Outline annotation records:
::::

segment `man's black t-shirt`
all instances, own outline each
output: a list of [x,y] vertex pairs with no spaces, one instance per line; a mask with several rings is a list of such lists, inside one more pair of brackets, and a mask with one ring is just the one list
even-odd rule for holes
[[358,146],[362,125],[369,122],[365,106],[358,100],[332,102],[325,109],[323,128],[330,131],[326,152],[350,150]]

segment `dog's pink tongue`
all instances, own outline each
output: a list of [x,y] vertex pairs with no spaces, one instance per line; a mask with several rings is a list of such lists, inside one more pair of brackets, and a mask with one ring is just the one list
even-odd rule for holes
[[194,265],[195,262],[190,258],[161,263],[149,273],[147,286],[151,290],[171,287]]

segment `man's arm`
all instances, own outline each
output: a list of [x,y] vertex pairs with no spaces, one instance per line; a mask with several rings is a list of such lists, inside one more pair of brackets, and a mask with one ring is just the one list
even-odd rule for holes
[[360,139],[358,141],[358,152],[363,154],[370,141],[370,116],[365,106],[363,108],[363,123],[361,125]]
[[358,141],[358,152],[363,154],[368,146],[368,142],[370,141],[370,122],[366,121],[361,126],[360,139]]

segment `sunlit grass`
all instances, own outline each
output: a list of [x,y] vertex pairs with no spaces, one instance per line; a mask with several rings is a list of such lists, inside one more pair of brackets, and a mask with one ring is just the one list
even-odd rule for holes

::::

**SET PROBLEM**
Put every line of the listing into a JSON list of strings, one string per line, leaving out the blank lines.

**SOLUTION FOR THIS PROBLEM**
[
  "segment `man's black t-shirt`",
  "all instances, own outline each",
  "output: a list of [x,y] vertex pairs with no spaces, one instance per line; a mask with several rings is a list of such lists, inside one more pair of brackets, and a mask with one ring is just the one list",
  "even-odd rule for holes",
  "[[358,146],[362,125],[369,122],[365,106],[358,100],[332,102],[325,109],[323,128],[330,131],[326,152],[350,150]]",
  "segment `dog's pink tongue`",
  "all instances, own outline each",
  "output: a list of [x,y] vertex pairs with no spaces, one instance per line; a mask with several rings is a list of such lists, inside one more pair of brackets, and a mask with one ring is just the one list",
  "even-odd rule for holes",
  "[[194,265],[195,262],[190,258],[161,263],[149,273],[147,286],[151,290],[171,287]]",
  "segment `man's arm`",
  "all instances, own outline each",
  "output: a list of [x,y] vertex pairs with no spaces, one instance per line; a mask with several rings is a list of such lists, inside one more pair of brackets, and a mask with one ring is just the one list",
  "even-odd rule for holes",
  "[[360,139],[358,141],[358,152],[363,154],[370,141],[370,116],[365,106],[363,108],[363,123],[361,125]]",
  "[[358,141],[358,152],[363,154],[368,146],[368,142],[370,141],[370,122],[366,121],[361,126],[360,139]]",
  "segment `sunlit grass`",
  "all instances, own outline each",
  "output: a list of [x,y] vertex pairs with no spaces, one instance per line; a mask with several rings is a list of such lists, inside one more pair of brackets, and a mask with one ring is just the one list",
  "even-odd rule for holes"
]